THINGS TO DO
1. Answer these questions from the neck pain text, one answer per line, marked (a), (b) and (c):
(a) To which areas does pain from the upper neck refer?
(b) In which part of the monitor screen should your eyes meet it when sitting upright?
(c) What may be required to keep your feet flat on the floor with thighs horizontal?
2. List every structure that the neck pain text says sustained static postures can overload.
3. Proceed with the neck pain text from where it stops.

PASSAGE FOR REVIEW
Neck pain is an extremely common complaint among desk workers. Sustained static postures can overload the joints, discs and associated muscles in the neck and upper back. Poor posture increases the likelihood of pain. Headaches commonly occur as pain from the upper neck refers to the base of the skull, forehead and temple areas.
So what can you do to minimize the chances of postural neck pain and headaches? What is the best treatment for neck pain available?
- Use of a good quality office chair with adequate lumbar (low back) support.
- Take advantage of the support your chair provides. To do this sit in good upright posture with your back in contact with the back support.
- Your thighs should be horizontal or knees slightly below hips, feet flat on the floor. A footrest may be required to achieve this.
- Ensure your workstation and monitor are at the correct height. When sitting upright your eyes should meet the monitor screen somewhere in its top one third. Your monitor should be approximately an arm’s length from you when sitting upright.
- With your elbows by your side, your keyboard and mouse should be within easy reach.
- Check your posture regularly and correct if necessary. A computer reminder can be useful.
- Take regular breaks from your workstation. Try to factor in some walks or tasks which take you away from your desk on a regular basis.
- Avoid using laptops for extended periods unless they are positioned appropriately using an ergonomic stand.
- Monitor your posture when using your tablet and smartphone.
What should you do if you have neck pain and headaches?
- Try to correct any poor postures which may be a contributing factor.

RECORD EXCERPTS

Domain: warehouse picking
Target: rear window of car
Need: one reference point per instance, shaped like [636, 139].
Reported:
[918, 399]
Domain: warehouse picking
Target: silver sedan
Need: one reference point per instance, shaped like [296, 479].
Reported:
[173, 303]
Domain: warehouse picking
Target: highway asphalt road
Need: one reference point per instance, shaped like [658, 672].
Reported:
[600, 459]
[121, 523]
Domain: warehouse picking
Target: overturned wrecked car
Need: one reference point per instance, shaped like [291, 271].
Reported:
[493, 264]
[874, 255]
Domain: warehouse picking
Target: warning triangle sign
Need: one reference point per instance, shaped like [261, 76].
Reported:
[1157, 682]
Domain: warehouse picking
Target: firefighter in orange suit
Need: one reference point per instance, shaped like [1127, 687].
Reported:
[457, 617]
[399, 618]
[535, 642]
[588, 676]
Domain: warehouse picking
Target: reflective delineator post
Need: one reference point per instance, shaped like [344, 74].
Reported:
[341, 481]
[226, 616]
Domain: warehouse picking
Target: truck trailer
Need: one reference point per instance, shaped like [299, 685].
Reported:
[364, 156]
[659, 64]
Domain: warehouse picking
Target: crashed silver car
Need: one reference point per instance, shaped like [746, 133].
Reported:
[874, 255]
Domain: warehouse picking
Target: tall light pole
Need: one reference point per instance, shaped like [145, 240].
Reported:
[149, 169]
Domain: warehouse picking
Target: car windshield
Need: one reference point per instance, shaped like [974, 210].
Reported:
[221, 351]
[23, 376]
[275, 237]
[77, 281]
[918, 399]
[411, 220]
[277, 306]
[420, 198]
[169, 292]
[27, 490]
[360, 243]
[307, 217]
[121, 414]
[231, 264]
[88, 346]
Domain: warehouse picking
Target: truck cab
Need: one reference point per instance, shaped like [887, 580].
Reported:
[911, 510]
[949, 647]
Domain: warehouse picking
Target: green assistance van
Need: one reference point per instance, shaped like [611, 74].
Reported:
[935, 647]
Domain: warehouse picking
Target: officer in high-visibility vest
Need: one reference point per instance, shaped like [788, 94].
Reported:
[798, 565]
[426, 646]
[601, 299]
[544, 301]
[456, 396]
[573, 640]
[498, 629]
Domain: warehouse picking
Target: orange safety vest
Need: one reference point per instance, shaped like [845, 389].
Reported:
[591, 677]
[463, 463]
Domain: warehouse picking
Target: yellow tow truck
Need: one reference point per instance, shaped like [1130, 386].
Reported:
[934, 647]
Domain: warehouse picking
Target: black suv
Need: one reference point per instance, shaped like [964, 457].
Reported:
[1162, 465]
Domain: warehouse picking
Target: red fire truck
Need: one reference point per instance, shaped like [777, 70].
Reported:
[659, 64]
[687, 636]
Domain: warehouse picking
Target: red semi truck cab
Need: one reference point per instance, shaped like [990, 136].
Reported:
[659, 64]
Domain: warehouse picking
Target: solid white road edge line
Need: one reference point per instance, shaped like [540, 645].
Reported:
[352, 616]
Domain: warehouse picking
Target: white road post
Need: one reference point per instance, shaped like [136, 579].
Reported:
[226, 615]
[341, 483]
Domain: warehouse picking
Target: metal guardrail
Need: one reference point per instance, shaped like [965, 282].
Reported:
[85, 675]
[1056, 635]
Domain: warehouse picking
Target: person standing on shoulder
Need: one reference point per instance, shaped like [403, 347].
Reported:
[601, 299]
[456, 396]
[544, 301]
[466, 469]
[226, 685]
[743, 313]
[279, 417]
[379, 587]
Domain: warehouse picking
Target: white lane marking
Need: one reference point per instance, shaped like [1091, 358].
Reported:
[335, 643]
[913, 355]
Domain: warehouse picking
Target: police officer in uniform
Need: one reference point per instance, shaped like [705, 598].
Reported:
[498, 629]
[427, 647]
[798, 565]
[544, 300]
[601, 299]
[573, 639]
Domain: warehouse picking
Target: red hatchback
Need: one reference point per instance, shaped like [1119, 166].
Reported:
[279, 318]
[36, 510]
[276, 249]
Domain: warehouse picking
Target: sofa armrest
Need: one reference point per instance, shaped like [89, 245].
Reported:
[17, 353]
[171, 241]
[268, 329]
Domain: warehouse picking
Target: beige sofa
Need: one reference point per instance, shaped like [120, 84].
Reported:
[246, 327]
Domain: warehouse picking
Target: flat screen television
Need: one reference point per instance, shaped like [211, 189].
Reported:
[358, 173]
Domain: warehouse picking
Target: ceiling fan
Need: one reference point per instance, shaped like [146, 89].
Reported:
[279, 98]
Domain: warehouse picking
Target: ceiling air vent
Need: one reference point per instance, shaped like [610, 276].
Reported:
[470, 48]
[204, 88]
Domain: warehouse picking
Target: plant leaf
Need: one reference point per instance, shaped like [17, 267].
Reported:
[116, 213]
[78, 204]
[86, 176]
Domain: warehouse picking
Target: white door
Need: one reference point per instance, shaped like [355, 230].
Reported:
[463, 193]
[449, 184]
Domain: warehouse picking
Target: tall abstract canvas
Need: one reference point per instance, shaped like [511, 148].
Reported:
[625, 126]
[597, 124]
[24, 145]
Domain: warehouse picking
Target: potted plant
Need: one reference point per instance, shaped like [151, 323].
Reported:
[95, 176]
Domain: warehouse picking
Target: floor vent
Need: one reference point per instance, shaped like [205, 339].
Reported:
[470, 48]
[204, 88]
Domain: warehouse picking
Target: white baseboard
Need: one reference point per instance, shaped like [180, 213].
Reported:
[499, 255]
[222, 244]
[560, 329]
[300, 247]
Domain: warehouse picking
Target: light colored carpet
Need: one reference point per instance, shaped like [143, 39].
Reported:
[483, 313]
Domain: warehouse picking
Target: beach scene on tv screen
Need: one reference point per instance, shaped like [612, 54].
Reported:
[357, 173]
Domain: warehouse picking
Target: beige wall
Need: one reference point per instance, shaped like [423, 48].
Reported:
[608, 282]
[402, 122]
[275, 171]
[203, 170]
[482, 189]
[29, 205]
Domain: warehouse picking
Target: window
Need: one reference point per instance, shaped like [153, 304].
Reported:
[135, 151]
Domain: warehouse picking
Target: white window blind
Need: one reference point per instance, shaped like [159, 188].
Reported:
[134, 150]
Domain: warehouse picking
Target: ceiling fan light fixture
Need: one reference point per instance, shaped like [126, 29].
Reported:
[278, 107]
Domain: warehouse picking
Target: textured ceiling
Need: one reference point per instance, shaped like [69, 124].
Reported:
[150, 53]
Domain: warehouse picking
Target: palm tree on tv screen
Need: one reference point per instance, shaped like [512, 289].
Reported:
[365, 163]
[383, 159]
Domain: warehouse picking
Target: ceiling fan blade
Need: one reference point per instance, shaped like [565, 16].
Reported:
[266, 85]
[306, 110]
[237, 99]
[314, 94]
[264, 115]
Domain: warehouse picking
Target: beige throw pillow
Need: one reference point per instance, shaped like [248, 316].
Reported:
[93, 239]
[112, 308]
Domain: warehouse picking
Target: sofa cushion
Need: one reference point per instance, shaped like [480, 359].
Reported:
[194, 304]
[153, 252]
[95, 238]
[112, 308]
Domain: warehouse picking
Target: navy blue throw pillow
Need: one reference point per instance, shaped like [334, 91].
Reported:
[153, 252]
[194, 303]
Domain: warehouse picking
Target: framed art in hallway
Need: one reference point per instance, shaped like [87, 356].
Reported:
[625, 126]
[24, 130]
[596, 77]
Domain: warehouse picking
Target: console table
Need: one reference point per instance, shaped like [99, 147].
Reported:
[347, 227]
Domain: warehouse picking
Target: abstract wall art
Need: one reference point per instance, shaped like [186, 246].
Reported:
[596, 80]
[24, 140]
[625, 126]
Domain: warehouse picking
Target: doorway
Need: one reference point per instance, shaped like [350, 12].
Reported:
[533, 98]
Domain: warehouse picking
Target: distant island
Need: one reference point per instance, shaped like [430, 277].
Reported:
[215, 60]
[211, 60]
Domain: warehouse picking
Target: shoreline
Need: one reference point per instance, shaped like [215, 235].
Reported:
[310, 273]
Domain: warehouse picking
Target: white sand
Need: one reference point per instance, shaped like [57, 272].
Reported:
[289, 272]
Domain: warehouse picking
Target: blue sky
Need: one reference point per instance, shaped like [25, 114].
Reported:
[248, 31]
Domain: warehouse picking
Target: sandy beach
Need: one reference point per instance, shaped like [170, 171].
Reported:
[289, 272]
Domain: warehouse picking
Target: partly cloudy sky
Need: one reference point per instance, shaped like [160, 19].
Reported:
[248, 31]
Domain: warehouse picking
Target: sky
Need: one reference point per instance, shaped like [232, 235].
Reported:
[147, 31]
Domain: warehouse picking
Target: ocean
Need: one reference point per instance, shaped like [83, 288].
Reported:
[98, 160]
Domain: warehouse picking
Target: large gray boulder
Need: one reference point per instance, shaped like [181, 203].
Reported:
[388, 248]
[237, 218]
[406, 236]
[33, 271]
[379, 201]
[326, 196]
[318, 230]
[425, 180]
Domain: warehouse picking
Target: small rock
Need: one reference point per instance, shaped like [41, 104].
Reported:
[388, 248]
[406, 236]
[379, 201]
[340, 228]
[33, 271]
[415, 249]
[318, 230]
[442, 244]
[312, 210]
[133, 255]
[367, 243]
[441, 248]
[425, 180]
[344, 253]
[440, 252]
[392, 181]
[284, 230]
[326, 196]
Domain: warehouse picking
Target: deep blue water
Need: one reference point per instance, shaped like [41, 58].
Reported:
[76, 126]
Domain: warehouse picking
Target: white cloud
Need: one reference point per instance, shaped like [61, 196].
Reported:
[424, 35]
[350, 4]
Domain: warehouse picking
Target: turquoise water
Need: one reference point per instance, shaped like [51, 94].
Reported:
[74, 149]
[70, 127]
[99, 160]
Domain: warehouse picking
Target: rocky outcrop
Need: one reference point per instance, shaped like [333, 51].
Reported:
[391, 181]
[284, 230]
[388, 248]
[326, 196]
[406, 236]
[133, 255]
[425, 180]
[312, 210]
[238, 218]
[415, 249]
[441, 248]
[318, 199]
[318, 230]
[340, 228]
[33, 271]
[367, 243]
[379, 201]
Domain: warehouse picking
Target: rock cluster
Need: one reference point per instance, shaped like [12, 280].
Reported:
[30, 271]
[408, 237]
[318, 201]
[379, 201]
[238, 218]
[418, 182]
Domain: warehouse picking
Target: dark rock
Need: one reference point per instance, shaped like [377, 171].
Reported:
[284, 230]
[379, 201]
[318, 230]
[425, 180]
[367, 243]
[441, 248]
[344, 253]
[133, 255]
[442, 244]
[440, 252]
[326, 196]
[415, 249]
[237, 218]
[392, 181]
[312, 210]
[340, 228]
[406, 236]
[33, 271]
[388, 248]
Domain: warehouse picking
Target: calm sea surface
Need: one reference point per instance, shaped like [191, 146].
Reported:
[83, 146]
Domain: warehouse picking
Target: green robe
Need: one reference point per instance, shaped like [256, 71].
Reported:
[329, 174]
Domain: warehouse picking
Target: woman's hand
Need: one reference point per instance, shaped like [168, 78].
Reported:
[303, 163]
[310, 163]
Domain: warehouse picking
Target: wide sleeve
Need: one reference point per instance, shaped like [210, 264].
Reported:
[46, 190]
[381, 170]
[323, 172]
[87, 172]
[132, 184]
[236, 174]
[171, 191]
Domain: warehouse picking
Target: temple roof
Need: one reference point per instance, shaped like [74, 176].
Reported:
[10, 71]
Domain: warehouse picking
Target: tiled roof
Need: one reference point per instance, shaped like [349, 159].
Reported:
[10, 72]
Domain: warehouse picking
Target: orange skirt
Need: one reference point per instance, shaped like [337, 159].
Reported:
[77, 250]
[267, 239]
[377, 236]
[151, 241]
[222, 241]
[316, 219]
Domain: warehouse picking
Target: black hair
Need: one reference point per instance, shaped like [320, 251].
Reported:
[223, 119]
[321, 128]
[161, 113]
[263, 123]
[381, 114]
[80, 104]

OUTPUTS IN ORDER
1.
(a) The base of the skull, the forehead and the temple areas.
(b) Somewhere in its top one third.
(c) A footrest.

2.
- Joints in the neck and upper back
- Discs in the neck and upper back
- Associated muscles in the neck and upper back

3.
- Monitor stress levels. Many of us hold tension in our neck and upper back muscles contributing to pain in this area.
- Move around regularly at work and regularly participate in a sport or leisure activity which gets you moving in a pain free manner.
- Try to do physiotherapy exercises for neck pain
- Seek help from your physiotherapist and get advice on proper neck physiotherapy.
At Keperra Physiotherapist and Sports Injury Clinic an initial consultation will involve a hands-on assessment of your neck and upper back joints and muscles to detect joint stiffness, muscle tightness and weakness. We will question you to ascertain which workplace and lifestyle factors may be contributing to your pain and advise how you can rectify them.
We use a combination of techniques including joint mobilizations and mobilizations with movement to relieve joint stiffness, massage, dry needling, stretches and muscle releases to relieve muscular tightness. Postural correction and graduated strengthening programmes are used to prevent recurrence. We also utilise physiotherapy exercises for neck pain.